[Object position labeling entries]

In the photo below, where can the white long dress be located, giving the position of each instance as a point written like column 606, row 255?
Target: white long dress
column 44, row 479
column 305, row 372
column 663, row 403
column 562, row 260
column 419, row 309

Do this - Copy the lines above without changing anything.

Full output -
In the photo below, where can the white long dress be located, giving the position of each instance as a point written like column 606, row 255?
Target: white long dress
column 44, row 479
column 305, row 372
column 663, row 403
column 562, row 260
column 419, row 309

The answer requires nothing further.